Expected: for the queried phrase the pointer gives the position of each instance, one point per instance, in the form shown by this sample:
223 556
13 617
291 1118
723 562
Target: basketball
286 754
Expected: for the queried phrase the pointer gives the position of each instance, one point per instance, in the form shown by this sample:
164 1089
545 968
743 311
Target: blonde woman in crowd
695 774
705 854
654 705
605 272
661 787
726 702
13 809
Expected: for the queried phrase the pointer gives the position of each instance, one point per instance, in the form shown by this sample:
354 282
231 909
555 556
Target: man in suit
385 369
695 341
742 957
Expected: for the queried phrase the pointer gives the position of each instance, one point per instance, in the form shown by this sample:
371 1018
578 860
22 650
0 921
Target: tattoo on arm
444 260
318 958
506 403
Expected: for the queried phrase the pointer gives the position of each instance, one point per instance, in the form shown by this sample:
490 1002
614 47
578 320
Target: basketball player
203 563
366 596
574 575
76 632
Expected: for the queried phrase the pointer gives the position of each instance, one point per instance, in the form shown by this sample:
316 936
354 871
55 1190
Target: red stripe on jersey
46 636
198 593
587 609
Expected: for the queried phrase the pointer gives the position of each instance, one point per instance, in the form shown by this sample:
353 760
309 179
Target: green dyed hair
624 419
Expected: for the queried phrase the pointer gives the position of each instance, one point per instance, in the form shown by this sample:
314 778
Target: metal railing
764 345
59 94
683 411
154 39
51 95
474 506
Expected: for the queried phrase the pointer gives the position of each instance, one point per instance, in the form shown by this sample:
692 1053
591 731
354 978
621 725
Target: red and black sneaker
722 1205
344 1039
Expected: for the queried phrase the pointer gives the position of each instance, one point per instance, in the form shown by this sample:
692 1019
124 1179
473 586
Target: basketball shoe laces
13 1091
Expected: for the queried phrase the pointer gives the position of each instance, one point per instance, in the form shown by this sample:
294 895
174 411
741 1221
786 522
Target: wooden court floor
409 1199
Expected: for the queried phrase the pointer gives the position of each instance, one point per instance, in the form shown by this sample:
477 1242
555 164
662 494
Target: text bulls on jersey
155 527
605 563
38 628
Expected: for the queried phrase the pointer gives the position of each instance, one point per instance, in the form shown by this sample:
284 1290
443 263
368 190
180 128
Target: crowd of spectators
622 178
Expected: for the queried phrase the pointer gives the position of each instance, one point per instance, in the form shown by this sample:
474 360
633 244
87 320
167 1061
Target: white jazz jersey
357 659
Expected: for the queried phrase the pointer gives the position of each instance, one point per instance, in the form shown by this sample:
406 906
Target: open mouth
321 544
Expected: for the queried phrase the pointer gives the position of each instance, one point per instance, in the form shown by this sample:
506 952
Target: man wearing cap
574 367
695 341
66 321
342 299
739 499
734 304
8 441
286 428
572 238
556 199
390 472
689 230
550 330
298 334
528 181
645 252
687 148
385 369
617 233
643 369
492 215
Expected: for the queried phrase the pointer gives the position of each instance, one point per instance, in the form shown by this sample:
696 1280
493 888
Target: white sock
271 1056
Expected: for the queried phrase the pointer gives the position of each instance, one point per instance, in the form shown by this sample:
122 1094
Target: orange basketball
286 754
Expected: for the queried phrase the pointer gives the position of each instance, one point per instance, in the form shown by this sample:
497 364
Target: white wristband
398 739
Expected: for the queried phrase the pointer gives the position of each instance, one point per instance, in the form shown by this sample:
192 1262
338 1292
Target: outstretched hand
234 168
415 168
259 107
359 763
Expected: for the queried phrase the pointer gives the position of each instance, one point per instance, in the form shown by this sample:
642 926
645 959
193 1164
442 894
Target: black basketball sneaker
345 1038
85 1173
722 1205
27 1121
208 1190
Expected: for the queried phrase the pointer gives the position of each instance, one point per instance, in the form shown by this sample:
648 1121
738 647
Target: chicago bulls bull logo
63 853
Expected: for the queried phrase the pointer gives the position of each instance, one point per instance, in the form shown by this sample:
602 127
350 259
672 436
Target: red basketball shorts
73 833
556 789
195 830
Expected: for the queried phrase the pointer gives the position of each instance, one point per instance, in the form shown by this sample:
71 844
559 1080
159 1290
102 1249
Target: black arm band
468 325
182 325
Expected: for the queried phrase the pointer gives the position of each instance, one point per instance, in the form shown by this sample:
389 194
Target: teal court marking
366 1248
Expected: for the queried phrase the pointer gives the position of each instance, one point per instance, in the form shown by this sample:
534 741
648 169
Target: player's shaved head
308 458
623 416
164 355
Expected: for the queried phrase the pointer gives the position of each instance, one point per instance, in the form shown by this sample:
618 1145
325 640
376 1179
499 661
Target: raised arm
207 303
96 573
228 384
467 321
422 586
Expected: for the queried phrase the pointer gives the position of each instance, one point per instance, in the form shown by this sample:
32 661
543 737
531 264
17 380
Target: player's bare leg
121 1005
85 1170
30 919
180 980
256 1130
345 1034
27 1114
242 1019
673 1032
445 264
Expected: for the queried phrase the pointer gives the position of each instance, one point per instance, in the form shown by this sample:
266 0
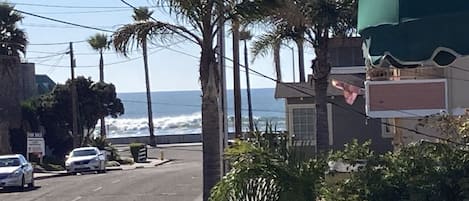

■ ■ ■ ■ ■ ■ ■

* **THE TASK**: Show every line of the records that contains the string "crowd", copying each one in full. Case counts.

* **RESULT OF THIS EXERCISE**:
Target: blonde woman in crowd
Target: crowd of spectators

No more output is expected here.